## Request:
Rewrite the records below from the line with "Where can the thermostat" through the end of the records, substituting "occurrence" for every "instance" and changing nothing else.

**** Exercise materials ****

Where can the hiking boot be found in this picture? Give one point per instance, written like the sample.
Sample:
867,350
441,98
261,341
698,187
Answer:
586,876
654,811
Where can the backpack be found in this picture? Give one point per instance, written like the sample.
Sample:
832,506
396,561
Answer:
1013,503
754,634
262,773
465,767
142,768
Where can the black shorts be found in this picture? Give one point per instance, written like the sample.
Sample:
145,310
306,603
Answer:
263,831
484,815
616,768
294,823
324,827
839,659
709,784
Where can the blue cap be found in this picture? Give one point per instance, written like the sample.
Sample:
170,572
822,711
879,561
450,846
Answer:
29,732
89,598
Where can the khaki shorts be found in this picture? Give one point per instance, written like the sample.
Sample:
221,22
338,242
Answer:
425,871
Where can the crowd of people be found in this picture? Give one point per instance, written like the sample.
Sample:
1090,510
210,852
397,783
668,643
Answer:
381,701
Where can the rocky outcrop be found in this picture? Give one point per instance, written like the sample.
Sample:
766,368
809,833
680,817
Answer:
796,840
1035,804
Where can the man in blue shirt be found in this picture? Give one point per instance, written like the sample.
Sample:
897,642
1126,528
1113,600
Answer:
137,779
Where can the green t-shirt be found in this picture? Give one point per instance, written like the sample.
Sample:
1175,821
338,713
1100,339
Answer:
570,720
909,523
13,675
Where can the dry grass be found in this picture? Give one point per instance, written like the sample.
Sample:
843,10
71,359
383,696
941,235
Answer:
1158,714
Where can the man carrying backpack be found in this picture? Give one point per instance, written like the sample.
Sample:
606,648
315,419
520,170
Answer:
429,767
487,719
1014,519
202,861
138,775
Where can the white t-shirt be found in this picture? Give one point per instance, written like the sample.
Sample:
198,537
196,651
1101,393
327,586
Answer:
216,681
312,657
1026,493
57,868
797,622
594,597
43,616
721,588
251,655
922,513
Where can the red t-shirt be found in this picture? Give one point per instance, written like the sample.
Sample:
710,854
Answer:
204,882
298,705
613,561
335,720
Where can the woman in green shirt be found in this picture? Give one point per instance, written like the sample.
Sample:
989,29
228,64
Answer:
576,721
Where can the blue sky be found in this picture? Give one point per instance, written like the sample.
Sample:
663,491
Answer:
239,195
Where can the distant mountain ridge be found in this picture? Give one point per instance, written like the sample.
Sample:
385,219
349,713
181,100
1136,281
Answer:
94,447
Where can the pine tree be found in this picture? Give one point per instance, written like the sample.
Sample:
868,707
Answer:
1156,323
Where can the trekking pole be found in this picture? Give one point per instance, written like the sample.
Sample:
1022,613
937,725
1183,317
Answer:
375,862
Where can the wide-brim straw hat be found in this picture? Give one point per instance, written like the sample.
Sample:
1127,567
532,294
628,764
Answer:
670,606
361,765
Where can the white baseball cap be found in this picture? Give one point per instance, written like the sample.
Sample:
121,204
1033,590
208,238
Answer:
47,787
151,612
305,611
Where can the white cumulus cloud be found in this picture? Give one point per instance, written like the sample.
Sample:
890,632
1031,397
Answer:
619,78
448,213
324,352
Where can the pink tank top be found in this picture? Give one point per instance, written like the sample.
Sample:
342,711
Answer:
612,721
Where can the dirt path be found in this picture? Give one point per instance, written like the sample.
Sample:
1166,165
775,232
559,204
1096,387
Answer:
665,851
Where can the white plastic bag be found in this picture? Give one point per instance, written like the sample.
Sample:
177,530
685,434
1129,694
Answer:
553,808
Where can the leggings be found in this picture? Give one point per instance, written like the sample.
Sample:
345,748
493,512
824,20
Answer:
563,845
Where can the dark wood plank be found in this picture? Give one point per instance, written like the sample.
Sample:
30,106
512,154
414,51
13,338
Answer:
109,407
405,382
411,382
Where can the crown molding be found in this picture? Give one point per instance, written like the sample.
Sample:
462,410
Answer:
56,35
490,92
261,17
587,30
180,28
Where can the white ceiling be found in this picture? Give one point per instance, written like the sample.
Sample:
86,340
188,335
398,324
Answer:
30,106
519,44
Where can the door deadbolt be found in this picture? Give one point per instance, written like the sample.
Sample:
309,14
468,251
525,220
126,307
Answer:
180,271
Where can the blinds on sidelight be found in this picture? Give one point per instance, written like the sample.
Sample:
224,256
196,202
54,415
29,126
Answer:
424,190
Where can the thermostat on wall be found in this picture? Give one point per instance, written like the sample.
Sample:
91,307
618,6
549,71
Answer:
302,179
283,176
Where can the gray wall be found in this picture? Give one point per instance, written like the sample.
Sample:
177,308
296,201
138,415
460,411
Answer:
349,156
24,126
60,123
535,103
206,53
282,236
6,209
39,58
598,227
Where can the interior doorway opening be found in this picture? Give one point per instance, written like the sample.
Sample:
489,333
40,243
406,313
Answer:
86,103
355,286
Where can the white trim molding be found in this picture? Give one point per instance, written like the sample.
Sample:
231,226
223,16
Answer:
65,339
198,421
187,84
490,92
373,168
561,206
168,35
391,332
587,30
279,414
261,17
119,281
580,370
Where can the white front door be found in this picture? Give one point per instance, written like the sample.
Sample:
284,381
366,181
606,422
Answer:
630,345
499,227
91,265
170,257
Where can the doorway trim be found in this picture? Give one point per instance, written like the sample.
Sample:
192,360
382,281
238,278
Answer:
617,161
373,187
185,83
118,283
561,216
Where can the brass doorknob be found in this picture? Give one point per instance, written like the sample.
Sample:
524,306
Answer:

****

## Worked solution:
Where can the thermostat on wall be found in this picture? Give one point per occurrence, written like the sample.
Sample:
91,307
618,6
549,71
Answer:
302,179
283,176
Where can the gray wall be found in this picture? Give one point per occurrence, written like the sample.
Sample:
177,308
296,201
138,415
460,411
Answer:
349,156
24,126
60,123
535,103
206,53
282,236
6,209
39,58
598,227
Where can the interior doorway opening be found in this picture? Give one point per occurrence, written like the sample.
Sample:
489,333
40,243
406,313
Answer:
86,103
355,286
Where can the white trim molding be found in this picture? Give one point per occurrence, written like the sample.
Sample:
231,226
223,16
Answer:
65,339
198,421
187,84
490,92
373,168
561,206
168,35
391,332
587,30
279,414
261,17
119,281
580,370
Where can the white front door be found in this picture? Give one point per occurrence, written like the sample.
Sample:
284,381
366,181
606,422
Answer:
630,345
499,227
91,265
170,257
Where can the doorway trim be found in this picture? Give one point per occurrence, written like the sample.
Sample:
192,360
382,281
238,278
Answer:
617,161
373,187
185,83
118,283
561,216
Where can the brass doorknob be found in this picture? Give one point per occurrence, written like the sample.
Sample:
524,306
Answer:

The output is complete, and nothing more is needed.